═══ Document segment

Handling Invoked Voice Commands

Now, we'll have to handle the event when a voice command invokes the app. For that we need to override OnNavigatedTo handler.

protected override void OnNavigatedTo(System.Windows.Navigation.NavigationEventArgs e)
{
base.OnNavigatedTo(e);
//implementation followed
}

First we need to check check if the navigation to this page is due to a Voice Command. We do this by checking if a parameter named voiceCommandName exists in the QueryString. This corresponds to the Command Name parameter we specified in the VCD file.

if (NavigationContext.QueryString.ContainsKey("voiceCommandName"))
{
//Write code to take actions depending on voice command
}

if there exists such parameter, it contains the name of the Voice Command which caused navigation to the page. So we can write cases for different Voice Commands we had registered for

if (NavigationContext.QueryString.ContainsKey("voiceCommandName"))
{
// If so, get the name of the voice command.
string voiceCommandName = NavigationContext.QueryString["voiceCommandName"];
 
// Define app actions for each voice command name.
switch (voiceCommandName)
{
case "Some case 1":
//Do required operation
break;
case "Some case 2":
//Do required operation
break;
default:
break;
}
}

Finally extract the parameters and perform required operations. This can be done by querying the parameters on NavigationContext which holds all the parameters regarding navigation.

string voiceCommandName = NavigationContext.QueryString["voiceCommandName"];
 
// Define app actions for each voice command name.
switch (voiceCommandName)
{
case "startCalculator":
MessageBox.Show(@"Hit the voice command key and say, one plus one",
"Voice Commands recognized.",
MessageBoxButton.OK);
break;
default:
break;
}

Localizing Voice Commands

For supporting multiple languges you can create multiple CommandSets, each with a different xml:lang attribute to allow your app to be used in different markets. The value of the xml:lang attribute must be unique in the VoiceCommand document. Refer Language Codes for list of supported language codes. So for supporting french language in our application we will add below CommandSet to VCD file

<CommandSet xml:lang="fr-FR">
<CommandPrefix> parler calculatrice </CommandPrefix>
<Example> commencer </Example>
<Command Name="startCalculator">
<Example> courir </Example>
<ListenFor> commencer </ListenFor>
<ListenFor> courir </ListenFor>
<Feedback> à partir de la calculatrice... </Feedback>
<Navigate />
</Command>
</CommandSet>

Note.pngNote: If multiple CommandSets are specified in the VCD file then the CommandSet whose language matches with language selected on phone is used. This language is set by the user on the phone's Settings > System > Speech > Speech Language screen.


Speech Recognition

Why Use Speech Recognition

We can use Voice Commands instead of Speech Recognition for taking speech input by following below steps.
Create a PhraseList for numbers and operators. Note that we will need different PhraseList for number1 and number2 to get correct values in code after Voice Command is recognized.

══════
═══ Information provided

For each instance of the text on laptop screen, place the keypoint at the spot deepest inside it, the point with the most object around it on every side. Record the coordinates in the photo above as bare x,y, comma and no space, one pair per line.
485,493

══════

**Tasks to complete**:
• 1. Repeat the passage of the voice command tutorial starting with "Create a PhraseList" and going on through "Command is recognized.".
• 2. Proceed with the voice command tutorial, writing on from its final sentence.

**Answers below**:
• 1.
Create a PhraseList for numbers and operators. Note that we will need different PhraseList for number1 and number2 to get correct values in code after Voice Command is recognized.

• 2.
        <PhraseList Label="number1">
<Item> 1 </Item>
<Item> 2 </Item>
<Item> 3 </Item>
<Item> 4 </Item>
<Item> 5 </Item>
<Item> 6 </Item>
<Item> 7 </Item>
<Item> 8 </Item>
<Item> 9 </Item>
<Item> 0 </Item>
</PhraseList>
<PhraseList Label="number2">
<Item> 1 </Item>
<Item> 2 </Item>
<Item> 3 </Item>
<Item> 4 </Item>
<Item> 5 </Item>
<Item> 6 </Item>
<Item> 7 </Item>
<Item> 8 </Item>
<Item> 9 </Item>
<Item> 0 </Item>
</PhraseList>
<PhraseList Label="operator">
<Item> plus </Item>
<Item> add </Item>
<Item> minus </Item>
<Item> subtract </Item>
<Item> multiply </Item>
<Item> multiply by </Item>
<Item> into </Item>
<Item> divide </Item>
<Item> divide by </Item>
</PhraseList>

Create ListenFor tag in number1 operator number2 format

<ListenFor> {number1} {operator} {number2} </ListenFor>

It goes good until we are working with single digit numbers, but it becomes very tidy to manage multiple digit numbers. We will need to specify all the numbers we want to recognize in the phrase list, which is completely in-feasible. So, it is better to do that part using Speech Recognition API, where in we can use an SRGS file to specify complex speech rules.

Implementing Speech Recognition Feature

Now that our application is been launched by voice commands, users can speak to give input or to accomplish tasks by using speech recognition. Speech recognition conceptually seems very similar to the voice command feature, but is developed in a different way, using a different API. The key is that speech recognition occurs when you are in the app, and voice commands occur from outside of the app.
Speech recognition can be used with the predefined dictation grammar included with Windows Phone 8. The dictation grammar will recognize most words and short phrases in a language, and is activated by default when a speech recognizer object is instantiated. This can be achieved using below code.

  // Create an instance of SpeechRecognizerUI.
SpeechRecognizerUI recoWithUI; = new SpeechRecognizerUI();
 
// Start recognition (load the dictation grammar by default).
SpeechRecognitionUIResult recoResult = await recoWithUI.RecognizeWithUIAsync();
 
// Do something with the recognition result.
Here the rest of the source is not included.